PASSAGE PROVIDED:
/---
Theorem 1.4. Suppose that (S₁), (S₂) and assumption (A) hold. Assume that there exist δ > 0, ε > 0 and an integer k ≥ 0 such that

$$-\frac{1}{2}{\left(k+1\right)}^2{\omega }^2|x{|}^2\le F\left(t,x\right)-F\left(t,0\right)\le -\frac{1}{2}{k}^2{\omega }^2|x{|}^2$$

(1.11)

for all |x| ≤ δ and a.e. t ∈ [0, T]. Then, problem (1.1) has at least three distinct solutions in $H_T^1$.

Remark 1.1.

1. (i)

   Let α ∈ [0, 1), in Theorems 1.1-1.4, ∇F(t, x) does not need to be controlled by |x|^2αat infinity; in particular, we can not only deal with the case in which ∇F(t, x) grows slightly faster than |x|^2αat infinity, such as the example (1.8), but also we can treat the cases like (1.4), (1.5).

2. (ii)

   Compared with [12], we remove the restriction on the function f(t) as well as the restriction on the range of α ∈ [0, 1] when we are concerned with the cases like (1.8).

3. (iii)

   Here, we point out that introducing the control function h(t) has also been used in [12, 14], however, these control functions are different from ours because of the distinct characters of h(t).

Remark 1.2. From (i) of (S₁), we see that, nonincreasing control functions h(t) can be permitted. With respect to the detailed example on this assertion, one can see Example 4.3 of Section 4.
\---
REQUIREMENT 1: Shorten the paragraph of the theorem excerpt that begins "Remark 1.2. From (i) of (S₁)" and keep its main facts.
REQUIREMENT 2: Return the stretch of the theorem excerpt from "Let α ∈ [0, 1), in" through "cases like (1.8).", word for word.
These lines come from a separate source.

(Referring-expression pointing data)
/---
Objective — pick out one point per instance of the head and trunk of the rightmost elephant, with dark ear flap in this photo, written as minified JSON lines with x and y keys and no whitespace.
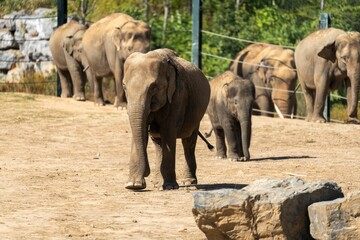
{"x":344,"y":53}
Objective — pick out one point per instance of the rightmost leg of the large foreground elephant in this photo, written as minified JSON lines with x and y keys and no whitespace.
{"x":189,"y":145}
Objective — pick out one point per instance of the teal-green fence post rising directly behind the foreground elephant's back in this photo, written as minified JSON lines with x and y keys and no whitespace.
{"x":196,"y":32}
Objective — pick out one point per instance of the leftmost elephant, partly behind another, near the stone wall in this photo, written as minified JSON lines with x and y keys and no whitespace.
{"x":72,"y":65}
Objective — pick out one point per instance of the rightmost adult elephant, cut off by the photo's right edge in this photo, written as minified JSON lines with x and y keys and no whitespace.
{"x":326,"y":59}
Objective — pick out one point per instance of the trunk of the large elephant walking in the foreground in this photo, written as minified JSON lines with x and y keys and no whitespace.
{"x":139,"y":164}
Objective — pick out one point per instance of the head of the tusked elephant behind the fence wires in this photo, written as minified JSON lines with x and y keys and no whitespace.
{"x":278,"y":74}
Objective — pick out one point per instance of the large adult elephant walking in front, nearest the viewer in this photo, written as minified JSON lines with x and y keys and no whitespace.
{"x":166,"y":98}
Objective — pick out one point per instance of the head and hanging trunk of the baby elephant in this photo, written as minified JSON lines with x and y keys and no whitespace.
{"x":239,"y":96}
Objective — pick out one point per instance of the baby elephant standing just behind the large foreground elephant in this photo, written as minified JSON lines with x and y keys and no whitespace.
{"x":230,"y":110}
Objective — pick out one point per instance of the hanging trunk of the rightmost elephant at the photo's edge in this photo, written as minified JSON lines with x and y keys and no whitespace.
{"x":353,"y":95}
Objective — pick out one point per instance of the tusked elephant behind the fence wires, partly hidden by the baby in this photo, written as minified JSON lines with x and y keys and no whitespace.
{"x":272,"y":69}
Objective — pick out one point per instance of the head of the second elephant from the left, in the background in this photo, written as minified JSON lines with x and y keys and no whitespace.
{"x":132,"y":36}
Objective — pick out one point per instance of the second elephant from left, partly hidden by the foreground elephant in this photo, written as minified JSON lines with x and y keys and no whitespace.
{"x":107,"y":44}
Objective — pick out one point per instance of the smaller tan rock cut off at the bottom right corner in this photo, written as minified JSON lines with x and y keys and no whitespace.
{"x":337,"y":219}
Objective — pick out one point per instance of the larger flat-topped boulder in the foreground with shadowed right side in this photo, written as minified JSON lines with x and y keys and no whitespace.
{"x":265,"y":209}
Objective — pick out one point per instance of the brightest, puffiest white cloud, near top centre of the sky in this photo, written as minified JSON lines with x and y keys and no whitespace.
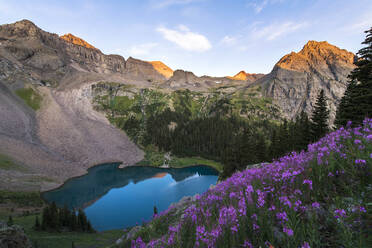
{"x":186,"y":39}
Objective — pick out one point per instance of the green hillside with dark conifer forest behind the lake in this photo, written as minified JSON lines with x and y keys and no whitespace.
{"x":234,"y":130}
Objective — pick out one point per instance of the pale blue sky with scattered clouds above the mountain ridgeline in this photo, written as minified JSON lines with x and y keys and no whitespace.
{"x":207,"y":37}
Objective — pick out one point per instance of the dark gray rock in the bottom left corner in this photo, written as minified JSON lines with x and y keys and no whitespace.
{"x":13,"y":237}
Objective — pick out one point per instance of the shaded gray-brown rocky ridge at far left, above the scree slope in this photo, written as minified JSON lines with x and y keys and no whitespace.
{"x":47,"y":52}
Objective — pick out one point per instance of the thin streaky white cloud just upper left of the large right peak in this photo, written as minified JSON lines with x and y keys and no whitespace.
{"x":275,"y":30}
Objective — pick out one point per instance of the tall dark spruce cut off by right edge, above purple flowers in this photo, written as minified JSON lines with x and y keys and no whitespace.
{"x":356,"y":104}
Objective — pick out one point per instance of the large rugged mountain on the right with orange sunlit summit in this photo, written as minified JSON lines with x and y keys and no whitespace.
{"x":297,"y":78}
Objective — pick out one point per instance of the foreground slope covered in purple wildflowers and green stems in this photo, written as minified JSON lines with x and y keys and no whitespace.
{"x":321,"y":198}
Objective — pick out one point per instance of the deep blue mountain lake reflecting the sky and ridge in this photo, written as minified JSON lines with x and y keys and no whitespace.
{"x":114,"y":198}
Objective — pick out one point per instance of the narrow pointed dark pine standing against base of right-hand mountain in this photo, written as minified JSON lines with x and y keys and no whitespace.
{"x":319,"y":118}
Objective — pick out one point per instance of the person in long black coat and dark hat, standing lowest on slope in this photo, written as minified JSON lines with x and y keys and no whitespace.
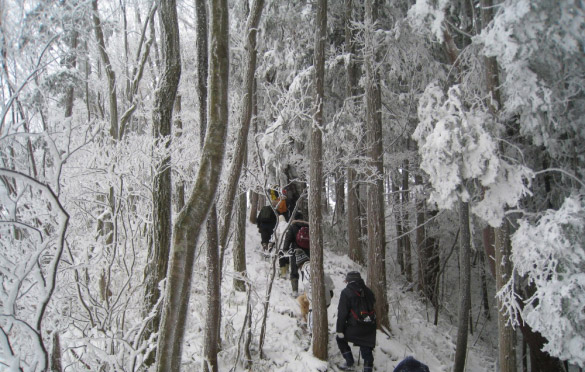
{"x":349,"y":329}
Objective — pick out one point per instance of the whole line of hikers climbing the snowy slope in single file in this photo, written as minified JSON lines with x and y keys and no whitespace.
{"x":356,"y":319}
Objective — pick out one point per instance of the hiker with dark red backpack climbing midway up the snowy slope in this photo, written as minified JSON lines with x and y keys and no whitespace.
{"x":297,"y":236}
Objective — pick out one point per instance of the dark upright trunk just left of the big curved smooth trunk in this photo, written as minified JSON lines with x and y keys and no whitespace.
{"x":162,"y":117}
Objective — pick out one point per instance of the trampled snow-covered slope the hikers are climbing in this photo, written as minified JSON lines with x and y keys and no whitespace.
{"x":287,"y":343}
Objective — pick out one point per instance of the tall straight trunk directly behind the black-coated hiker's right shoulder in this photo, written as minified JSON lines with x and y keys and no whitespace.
{"x":375,"y":205}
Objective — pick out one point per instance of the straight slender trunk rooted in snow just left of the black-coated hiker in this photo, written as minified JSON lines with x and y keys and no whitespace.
{"x":320,"y":325}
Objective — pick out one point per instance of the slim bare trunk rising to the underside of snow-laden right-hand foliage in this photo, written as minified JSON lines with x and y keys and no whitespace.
{"x":465,"y":288}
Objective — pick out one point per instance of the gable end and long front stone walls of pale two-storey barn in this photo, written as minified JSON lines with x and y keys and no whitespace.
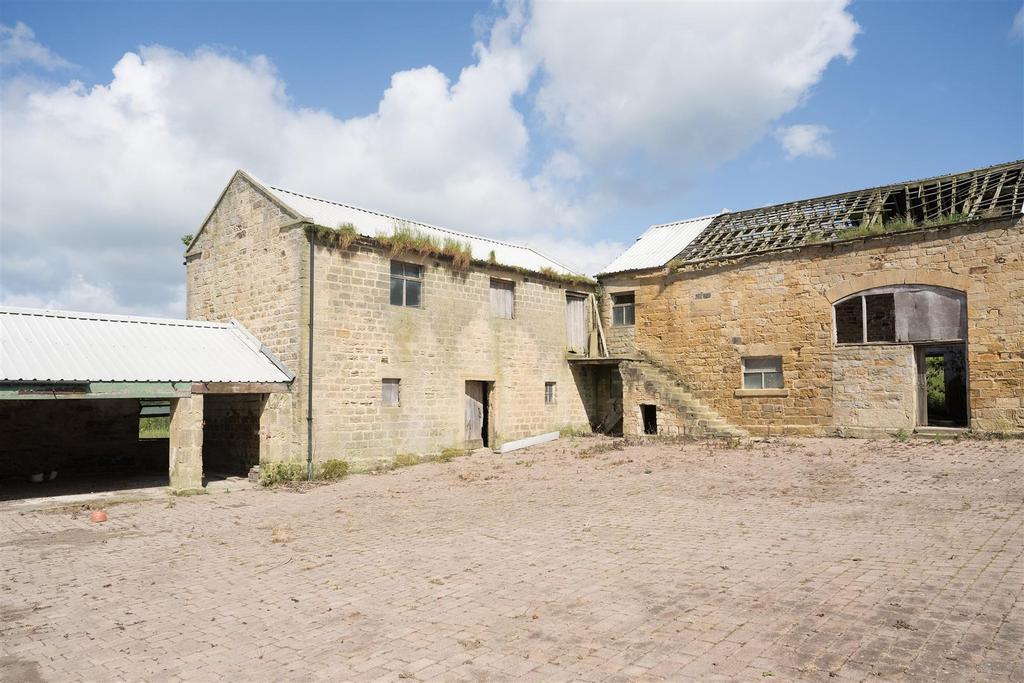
{"x":251,"y":263}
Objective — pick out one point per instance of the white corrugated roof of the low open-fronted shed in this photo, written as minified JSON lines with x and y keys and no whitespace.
{"x":38,"y":346}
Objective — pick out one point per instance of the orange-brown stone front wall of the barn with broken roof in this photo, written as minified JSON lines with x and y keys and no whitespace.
{"x":702,"y":322}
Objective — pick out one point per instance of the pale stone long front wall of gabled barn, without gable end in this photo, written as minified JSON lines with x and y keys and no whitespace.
{"x":361,"y":339}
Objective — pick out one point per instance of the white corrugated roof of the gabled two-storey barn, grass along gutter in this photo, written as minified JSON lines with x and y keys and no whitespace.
{"x":371,"y":224}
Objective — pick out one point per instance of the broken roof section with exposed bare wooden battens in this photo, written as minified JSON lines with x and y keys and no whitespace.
{"x":989,"y":193}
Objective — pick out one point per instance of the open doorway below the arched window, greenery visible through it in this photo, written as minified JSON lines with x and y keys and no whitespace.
{"x":943,"y":387}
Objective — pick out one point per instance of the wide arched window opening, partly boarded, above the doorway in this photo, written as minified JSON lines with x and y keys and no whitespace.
{"x":903,"y":314}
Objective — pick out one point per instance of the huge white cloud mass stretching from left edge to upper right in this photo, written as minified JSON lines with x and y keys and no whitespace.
{"x":101,"y":182}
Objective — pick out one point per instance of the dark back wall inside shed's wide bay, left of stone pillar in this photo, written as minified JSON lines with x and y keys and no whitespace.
{"x":76,"y":437}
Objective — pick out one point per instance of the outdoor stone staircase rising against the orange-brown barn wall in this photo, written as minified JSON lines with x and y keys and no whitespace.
{"x":672,"y":394}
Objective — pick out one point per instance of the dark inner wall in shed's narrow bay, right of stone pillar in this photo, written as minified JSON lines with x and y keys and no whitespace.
{"x":231,"y":433}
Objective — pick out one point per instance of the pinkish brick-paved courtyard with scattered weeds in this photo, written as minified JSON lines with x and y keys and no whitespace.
{"x":809,"y":560}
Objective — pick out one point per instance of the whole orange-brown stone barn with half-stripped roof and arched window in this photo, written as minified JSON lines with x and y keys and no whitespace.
{"x":899,"y":308}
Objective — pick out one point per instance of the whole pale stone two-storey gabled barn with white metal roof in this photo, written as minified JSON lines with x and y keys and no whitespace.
{"x":405,"y":338}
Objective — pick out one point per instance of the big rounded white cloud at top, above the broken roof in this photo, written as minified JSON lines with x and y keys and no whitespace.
{"x":682,"y":86}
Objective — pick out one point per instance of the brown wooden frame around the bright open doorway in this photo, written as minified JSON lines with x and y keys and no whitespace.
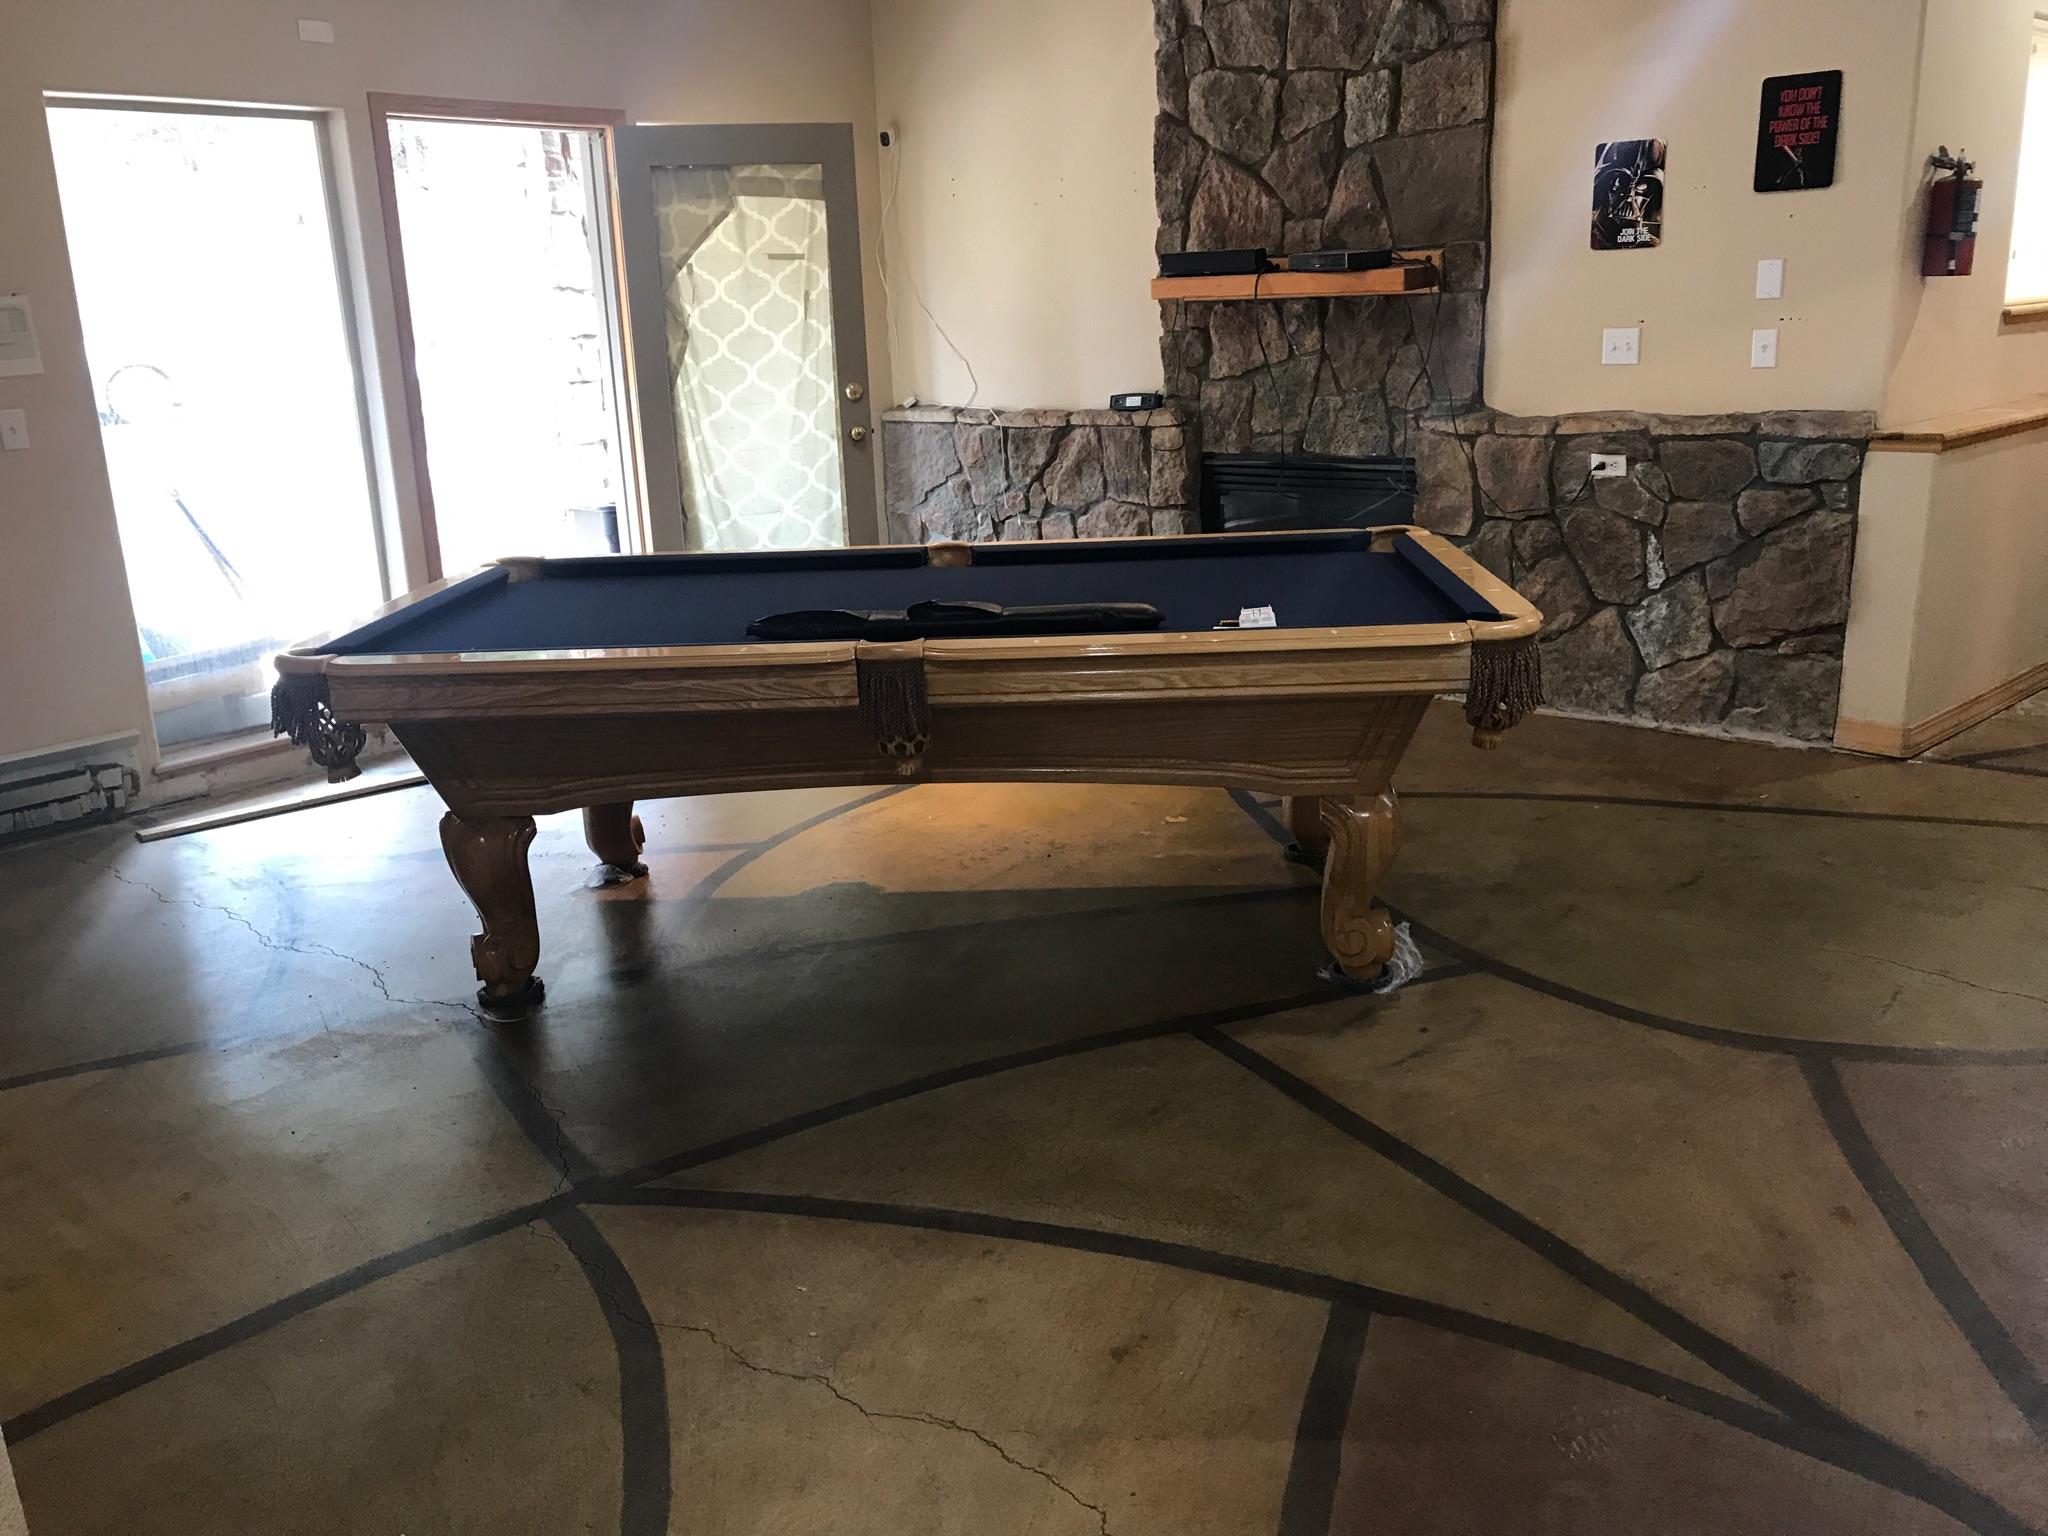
{"x":454,"y":110}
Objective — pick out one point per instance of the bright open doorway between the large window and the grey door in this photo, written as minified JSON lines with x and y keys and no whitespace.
{"x":501,"y":234}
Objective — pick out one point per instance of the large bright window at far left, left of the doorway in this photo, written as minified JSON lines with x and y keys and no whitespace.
{"x":230,"y":404}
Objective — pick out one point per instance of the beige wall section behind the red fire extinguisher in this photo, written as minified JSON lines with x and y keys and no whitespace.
{"x":1951,"y":353}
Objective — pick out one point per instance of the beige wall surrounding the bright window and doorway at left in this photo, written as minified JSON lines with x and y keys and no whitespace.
{"x":69,"y":663}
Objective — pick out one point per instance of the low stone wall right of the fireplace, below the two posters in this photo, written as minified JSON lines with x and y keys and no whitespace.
{"x":1705,"y":589}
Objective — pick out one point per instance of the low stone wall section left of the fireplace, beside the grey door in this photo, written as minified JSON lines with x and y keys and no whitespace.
{"x":1033,"y":474}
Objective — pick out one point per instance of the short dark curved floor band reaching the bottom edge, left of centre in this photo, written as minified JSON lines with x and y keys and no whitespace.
{"x":644,"y":1451}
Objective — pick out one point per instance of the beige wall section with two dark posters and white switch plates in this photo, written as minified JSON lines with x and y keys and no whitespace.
{"x":1576,"y":73}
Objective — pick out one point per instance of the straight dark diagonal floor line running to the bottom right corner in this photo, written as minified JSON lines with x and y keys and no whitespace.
{"x":1895,"y":1465}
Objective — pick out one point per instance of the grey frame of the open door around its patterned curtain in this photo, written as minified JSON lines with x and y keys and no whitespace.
{"x":828,"y":146}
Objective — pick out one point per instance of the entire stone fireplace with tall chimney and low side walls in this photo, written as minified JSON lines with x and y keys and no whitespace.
{"x":1707,"y":589}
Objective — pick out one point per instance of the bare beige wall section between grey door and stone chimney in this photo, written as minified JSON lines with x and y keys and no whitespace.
{"x":1025,"y":208}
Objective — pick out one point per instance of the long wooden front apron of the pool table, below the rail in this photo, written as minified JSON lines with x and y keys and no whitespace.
{"x":534,"y":736}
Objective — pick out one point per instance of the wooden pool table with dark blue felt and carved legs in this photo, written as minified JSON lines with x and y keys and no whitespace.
{"x":552,"y":685}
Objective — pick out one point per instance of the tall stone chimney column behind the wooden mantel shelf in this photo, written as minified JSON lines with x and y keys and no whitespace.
{"x":1320,"y":124}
\---
SOLUTION 1: Remark 1.2: Condition (i) of (S₁) allows nonincreasing control functions h(t). Example 4.3 in Section 4 gives a detailed example.

SOLUTION 2:
Let α ∈ [0, 1), in Theorems 1.1-1.4, ∇F(t, x) does not need to be controlled by |x|^2αat infinity; in particular, we can not only deal with the case in which ∇F(t, x) grows slightly faster than |x|^2αat infinity, such as the example (1.8), but also we can treat the cases like (1.4), (1.5).

2. (ii)

   Compared with [12], we remove the restriction on the function f(t) as well as the restriction on the range of α ∈ [0, 1] when we are concerned with the cases like (1.8).